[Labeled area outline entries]
● ● ● ●

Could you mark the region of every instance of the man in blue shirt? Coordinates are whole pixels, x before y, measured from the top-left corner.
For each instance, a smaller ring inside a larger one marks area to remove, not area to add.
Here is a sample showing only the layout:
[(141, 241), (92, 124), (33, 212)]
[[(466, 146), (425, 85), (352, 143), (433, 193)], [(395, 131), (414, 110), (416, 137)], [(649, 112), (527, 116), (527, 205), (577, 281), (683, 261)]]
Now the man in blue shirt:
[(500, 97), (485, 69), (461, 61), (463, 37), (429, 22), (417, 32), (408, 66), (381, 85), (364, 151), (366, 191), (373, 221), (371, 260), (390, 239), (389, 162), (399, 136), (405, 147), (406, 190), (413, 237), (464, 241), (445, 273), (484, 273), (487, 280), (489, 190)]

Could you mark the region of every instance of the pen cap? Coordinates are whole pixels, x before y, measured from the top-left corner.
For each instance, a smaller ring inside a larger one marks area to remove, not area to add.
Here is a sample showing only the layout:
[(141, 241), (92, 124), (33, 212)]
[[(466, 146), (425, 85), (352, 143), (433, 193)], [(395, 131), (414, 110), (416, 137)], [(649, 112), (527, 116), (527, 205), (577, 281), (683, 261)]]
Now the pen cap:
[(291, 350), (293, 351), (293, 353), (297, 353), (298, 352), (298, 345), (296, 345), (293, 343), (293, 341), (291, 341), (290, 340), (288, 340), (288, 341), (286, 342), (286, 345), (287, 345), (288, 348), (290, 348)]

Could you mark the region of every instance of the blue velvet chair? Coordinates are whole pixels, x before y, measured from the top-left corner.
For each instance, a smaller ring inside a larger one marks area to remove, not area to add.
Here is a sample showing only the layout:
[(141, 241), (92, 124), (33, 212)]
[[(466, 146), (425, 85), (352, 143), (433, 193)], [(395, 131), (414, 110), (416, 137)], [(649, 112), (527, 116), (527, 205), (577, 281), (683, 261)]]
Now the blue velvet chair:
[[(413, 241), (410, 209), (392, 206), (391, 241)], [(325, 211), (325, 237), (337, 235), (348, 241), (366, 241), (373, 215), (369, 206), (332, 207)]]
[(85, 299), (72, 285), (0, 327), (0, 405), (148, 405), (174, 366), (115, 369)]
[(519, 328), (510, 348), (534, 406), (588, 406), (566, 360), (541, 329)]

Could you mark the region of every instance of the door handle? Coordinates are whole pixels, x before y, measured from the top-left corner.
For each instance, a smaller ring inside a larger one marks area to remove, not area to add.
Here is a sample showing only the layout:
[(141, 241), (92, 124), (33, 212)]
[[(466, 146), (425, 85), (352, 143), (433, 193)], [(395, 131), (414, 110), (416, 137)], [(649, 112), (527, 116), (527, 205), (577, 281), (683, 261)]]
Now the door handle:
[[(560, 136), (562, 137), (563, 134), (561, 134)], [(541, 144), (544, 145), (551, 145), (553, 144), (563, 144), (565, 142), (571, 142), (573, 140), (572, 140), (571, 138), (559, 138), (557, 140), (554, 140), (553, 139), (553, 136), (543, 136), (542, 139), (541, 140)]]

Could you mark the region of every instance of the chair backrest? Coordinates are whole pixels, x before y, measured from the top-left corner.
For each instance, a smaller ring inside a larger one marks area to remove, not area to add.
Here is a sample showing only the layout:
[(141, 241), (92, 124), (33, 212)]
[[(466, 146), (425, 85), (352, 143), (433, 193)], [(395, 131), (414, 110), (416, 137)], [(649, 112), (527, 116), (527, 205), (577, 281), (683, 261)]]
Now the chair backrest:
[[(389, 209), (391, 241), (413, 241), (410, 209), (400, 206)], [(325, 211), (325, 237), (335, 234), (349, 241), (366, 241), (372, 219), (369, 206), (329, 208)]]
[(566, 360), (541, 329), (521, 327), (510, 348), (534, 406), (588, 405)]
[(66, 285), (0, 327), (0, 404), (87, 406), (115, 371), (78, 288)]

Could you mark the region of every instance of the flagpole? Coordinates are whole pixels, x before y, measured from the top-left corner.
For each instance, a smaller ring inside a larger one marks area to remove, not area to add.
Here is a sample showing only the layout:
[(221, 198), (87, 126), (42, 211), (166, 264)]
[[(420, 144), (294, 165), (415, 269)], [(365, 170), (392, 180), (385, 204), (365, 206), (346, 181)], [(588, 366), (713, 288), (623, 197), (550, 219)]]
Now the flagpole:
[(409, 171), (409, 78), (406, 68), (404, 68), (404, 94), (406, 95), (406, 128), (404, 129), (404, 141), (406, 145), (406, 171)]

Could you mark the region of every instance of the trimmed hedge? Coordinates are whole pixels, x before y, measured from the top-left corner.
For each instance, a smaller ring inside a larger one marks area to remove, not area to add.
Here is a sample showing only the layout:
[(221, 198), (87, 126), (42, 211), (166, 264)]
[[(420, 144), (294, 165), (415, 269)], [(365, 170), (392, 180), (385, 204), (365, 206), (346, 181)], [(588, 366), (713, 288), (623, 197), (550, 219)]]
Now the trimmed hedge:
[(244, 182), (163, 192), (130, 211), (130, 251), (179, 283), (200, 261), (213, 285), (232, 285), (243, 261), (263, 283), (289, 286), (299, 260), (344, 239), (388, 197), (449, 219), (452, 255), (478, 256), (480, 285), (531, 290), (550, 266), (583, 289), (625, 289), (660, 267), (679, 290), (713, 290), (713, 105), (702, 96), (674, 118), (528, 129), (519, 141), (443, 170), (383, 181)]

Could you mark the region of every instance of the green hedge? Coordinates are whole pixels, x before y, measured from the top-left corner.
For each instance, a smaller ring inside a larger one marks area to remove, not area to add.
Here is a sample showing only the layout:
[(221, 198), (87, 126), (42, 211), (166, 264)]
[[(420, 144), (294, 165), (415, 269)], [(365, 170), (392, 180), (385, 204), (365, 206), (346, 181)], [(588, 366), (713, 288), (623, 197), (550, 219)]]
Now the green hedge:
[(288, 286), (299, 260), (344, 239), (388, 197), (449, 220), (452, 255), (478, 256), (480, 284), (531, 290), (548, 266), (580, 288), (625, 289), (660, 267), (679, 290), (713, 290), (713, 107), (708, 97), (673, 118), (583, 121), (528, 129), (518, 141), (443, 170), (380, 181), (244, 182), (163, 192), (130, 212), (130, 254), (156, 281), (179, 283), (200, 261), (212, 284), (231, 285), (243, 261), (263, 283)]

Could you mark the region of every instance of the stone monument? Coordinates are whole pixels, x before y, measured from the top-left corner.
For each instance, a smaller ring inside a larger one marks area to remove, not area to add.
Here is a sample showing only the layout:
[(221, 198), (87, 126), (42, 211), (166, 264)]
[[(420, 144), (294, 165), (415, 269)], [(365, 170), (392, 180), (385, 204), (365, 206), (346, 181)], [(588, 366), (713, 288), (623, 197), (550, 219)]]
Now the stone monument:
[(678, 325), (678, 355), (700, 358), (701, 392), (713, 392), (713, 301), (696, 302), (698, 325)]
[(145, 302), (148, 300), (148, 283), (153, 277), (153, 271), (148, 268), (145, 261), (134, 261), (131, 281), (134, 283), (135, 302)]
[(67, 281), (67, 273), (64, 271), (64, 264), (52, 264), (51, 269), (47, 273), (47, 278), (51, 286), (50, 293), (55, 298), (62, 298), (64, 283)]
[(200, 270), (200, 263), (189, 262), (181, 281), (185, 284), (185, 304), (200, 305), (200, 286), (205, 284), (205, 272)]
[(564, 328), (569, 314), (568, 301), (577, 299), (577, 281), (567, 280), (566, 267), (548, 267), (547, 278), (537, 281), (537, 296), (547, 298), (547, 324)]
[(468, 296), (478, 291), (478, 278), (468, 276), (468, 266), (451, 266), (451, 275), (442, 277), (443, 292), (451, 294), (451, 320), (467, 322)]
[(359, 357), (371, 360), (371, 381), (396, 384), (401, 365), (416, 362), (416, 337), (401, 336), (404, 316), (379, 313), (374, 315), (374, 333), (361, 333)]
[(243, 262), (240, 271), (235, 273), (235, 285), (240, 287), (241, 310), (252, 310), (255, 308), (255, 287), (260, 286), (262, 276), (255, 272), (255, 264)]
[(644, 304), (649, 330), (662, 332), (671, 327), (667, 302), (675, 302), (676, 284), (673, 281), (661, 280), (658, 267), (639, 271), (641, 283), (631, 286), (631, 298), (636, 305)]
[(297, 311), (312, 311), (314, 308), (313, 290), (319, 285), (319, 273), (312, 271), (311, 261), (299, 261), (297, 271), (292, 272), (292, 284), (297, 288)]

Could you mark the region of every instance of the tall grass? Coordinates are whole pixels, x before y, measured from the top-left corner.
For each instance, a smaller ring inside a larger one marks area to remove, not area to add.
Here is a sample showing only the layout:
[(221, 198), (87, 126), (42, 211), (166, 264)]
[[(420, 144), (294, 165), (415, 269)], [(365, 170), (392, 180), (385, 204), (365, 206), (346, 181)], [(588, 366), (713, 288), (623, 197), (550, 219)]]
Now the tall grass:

● ● ● ●

▶ _Given exercise_
In the stretch from the line containing "Could you mark the region of every instance of the tall" through the end of the records, swap "tall grass" for "wild grass" and write out only those lines, leaving everything else unchanged.

▶ _Exercise answer_
Could you mark the region of every instance of the wild grass? Coordinates are whole pixels, x before y, measured from the top-left corner.
For each instance, a smaller ring inside a larger one marks area to remove, not area to add.
Here is a sample showing only the layout:
[(221, 198), (87, 126), (42, 211), (166, 264)]
[[(420, 144), (294, 165), (415, 269)], [(365, 170), (392, 180), (385, 204), (365, 206), (346, 181)], [(588, 366), (713, 288), (623, 197), (550, 219)]]
Now the wild grass:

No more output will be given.